PASSAGE GIVEN:
Topical areas of geoscience education research are listed below, with an emphasis on GER at the undergraduate level and research areas that can inform best practices of teaching and learning. They include topics that are important to all discipline-based education research (DBER), as well as specialized topics that are more specific to teaching and learning about the Earth. This list was informed by the NRC analysis of discipline-based education research (Singer et al., 2012), focus group discussions of geoscience education researchers and practitioners at the 2015 GER workshop, survey results from the 2016 GER, the Wingspread report (Acrobat (PDF) 879kB Sep3 16) (Manduca et al., 2003), the Earth in Mind II Synthesis report (Kastens and Manduca, 2012), and a paper by Lewis and Baker (2010) in the Journal of Research in Science Teaching. We recognize that some of the topical areas listed below are intertwined and overlap, and that some topics have multiple scales of investigation. The bullet points below each GER topic are examples that illustrate the scope of the topic, and are not a complete list.

  1. Students' conceptual understanding of content in geoscience courses
    • Conceptual understanding: focus on content knowledge, Earth science, climate, ocean, and atmosphere literacy
    • Misconceptions and preconceptions
    • Learning progressions
    • Systems thinking / complexity
    • Concept inventories
    • Focus on particular sub-fields of geoscience (e.g., geomorphology, oceanography)
  2. Cognitive domain and problem solving in geoscience courses
    • Problem-solving, including solving of interdisciplinary problems
    • Quantitative reasoning
    • Temporal reasoning
    • Spatial reasoning (e.g., GIS)

EXERCISE 1: Edit the rows from the line with "target | red backpack" through the last line of the rows, changing "castle" to "fortress" and leaving everything else unchanged. Give back only those lines.
The rows that follow are unrelated to the passage on geoscience education research.

DATA SHOWN:
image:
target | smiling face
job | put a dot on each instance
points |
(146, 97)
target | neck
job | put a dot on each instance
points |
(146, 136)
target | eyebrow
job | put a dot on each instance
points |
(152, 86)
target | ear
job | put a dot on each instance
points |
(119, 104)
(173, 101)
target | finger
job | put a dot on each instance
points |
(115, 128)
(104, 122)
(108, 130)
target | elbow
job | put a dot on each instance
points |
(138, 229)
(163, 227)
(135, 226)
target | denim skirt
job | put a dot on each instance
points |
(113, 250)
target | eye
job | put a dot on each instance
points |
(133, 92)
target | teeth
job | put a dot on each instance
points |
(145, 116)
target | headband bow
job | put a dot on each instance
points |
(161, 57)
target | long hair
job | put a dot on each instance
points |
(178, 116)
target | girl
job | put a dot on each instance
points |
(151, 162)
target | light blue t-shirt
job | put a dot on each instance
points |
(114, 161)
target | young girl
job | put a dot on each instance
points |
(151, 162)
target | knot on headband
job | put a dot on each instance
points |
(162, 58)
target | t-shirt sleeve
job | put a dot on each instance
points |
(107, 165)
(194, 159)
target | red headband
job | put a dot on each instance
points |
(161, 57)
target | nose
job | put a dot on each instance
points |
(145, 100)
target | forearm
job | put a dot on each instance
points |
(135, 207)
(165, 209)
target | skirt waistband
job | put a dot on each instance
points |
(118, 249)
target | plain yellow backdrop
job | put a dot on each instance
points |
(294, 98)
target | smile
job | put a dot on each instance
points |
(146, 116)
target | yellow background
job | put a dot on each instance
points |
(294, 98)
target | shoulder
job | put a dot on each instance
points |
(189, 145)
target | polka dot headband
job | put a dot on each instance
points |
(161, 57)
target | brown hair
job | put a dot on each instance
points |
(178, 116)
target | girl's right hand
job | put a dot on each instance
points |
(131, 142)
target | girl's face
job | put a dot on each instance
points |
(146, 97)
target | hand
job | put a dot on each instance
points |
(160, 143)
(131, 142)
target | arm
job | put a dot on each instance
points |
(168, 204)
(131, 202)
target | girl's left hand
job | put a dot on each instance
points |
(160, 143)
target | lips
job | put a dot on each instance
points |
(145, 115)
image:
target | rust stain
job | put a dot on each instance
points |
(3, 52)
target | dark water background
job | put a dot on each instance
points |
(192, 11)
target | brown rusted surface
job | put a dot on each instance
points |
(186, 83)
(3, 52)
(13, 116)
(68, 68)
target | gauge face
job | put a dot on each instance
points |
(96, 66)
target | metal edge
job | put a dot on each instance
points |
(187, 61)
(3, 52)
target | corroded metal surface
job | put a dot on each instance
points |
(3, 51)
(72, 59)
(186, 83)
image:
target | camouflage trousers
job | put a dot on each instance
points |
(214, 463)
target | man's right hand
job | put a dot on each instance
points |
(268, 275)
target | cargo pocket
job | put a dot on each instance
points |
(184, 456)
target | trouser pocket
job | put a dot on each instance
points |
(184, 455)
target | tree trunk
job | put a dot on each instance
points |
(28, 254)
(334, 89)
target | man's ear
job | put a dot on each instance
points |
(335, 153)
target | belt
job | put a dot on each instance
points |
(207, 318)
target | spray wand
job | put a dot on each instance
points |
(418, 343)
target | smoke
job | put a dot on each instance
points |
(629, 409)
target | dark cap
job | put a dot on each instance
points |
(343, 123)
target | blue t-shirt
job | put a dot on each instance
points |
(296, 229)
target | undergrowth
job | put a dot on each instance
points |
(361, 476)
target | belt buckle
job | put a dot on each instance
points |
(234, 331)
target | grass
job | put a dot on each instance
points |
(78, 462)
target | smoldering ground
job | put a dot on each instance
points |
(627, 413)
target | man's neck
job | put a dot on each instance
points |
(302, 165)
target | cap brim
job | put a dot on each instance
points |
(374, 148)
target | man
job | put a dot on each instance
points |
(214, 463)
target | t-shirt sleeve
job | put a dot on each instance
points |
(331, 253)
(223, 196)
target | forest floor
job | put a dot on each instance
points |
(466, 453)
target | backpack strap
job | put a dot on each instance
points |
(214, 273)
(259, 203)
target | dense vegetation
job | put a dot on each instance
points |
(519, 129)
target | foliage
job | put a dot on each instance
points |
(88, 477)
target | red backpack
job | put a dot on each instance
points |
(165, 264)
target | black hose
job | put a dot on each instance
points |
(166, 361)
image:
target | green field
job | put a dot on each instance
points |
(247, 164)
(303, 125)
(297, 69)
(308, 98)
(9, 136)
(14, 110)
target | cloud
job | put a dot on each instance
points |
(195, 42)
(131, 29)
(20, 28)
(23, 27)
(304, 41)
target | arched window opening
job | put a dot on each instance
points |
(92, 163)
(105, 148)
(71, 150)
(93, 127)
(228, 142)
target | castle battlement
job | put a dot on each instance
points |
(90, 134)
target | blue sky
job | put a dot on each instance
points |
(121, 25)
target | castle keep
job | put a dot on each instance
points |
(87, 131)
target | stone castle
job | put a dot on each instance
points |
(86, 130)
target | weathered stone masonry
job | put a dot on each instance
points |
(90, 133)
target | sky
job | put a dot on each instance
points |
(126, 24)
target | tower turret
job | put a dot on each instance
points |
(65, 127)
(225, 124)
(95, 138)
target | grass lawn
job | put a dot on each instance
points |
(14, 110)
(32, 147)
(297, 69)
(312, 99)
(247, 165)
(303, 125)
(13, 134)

EXERCISE 2: In the passage on geoscience education research, which 2012 report by Kastens and Manduca helped inform the list of topics?

FINAL ANSWER 1:
target | red backpack
job | put a dot on each instance
points |
(165, 264)
target | black hose
job | put a dot on each instance
points |
(166, 361)
image:
target | green field
job | put a dot on each instance
points |
(247, 164)
(303, 125)
(297, 69)
(308, 98)
(9, 136)
(14, 110)
target | cloud
job | put a dot on each instance
points |
(195, 42)
(131, 29)
(20, 28)
(23, 27)
(304, 41)
target | arched window opening
job | put a dot on each instance
points |
(92, 163)
(105, 148)
(71, 150)
(93, 127)
(228, 142)
target | fortress battlement
job | put a dot on each instance
points |
(90, 134)
target | blue sky
job | put a dot on each instance
points |
(121, 25)
target | fortress keep
job | put a dot on each instance
points |
(87, 131)
target | stone fortress
job | put a dot on each instance
points |
(86, 130)
target | weathered stone masonry
job | put a dot on each instance
points |
(90, 133)
target | sky
job | put a dot on each instance
points |
(126, 24)
target | tower turret
job | put a dot on each instance
points |
(65, 127)
(225, 124)
(95, 138)
target | grass lawn
job | put a dot on each instance
points |
(14, 110)
(32, 147)
(297, 69)
(312, 99)
(247, 165)
(303, 125)
(13, 134)

FINAL ANSWER 2: The Earth in Mind II Synthesis report.